WHAT THIS TASK INVOLVES -
In the entries below, find the line with "Could you please outline every instance of the asphalt" and the line with "[[103,274],[153,222],[146,124],[39,122],[16,202]]"; give again those lines and every line between them, exactly.

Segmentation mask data
-------

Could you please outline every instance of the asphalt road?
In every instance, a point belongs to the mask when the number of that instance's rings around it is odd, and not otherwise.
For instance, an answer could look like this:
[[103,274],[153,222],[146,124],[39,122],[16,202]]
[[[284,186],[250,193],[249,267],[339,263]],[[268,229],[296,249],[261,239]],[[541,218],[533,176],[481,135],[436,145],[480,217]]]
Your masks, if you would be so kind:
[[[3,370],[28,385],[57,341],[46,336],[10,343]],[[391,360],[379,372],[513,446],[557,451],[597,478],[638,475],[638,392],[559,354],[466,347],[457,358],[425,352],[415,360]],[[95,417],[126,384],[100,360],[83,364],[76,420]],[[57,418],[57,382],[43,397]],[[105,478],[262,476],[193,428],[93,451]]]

-------

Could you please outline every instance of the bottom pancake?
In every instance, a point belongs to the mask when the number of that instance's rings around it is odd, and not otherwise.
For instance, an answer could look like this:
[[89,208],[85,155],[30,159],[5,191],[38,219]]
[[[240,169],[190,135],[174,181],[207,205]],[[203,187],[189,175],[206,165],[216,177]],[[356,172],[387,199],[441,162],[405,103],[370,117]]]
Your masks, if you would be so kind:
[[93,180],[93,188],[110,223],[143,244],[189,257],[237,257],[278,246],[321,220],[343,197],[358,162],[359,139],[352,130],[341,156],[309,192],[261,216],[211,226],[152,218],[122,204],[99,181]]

-------

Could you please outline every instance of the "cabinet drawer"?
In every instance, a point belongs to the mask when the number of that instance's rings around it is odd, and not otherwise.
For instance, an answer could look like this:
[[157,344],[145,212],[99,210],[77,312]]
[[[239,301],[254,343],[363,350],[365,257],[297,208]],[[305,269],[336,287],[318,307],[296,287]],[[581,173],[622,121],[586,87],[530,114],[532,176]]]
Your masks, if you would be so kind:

-------

SOLUTION FOR THIS PROBLEM -
Could you please outline every instance of the asphalt road?
In every instance, a point belongs to the mask when the number of that instance's rings around it is odd, and not otherwise.
For instance, an answer could look like this:
[[103,274],[153,222],[146,124],[39,122],[16,202]]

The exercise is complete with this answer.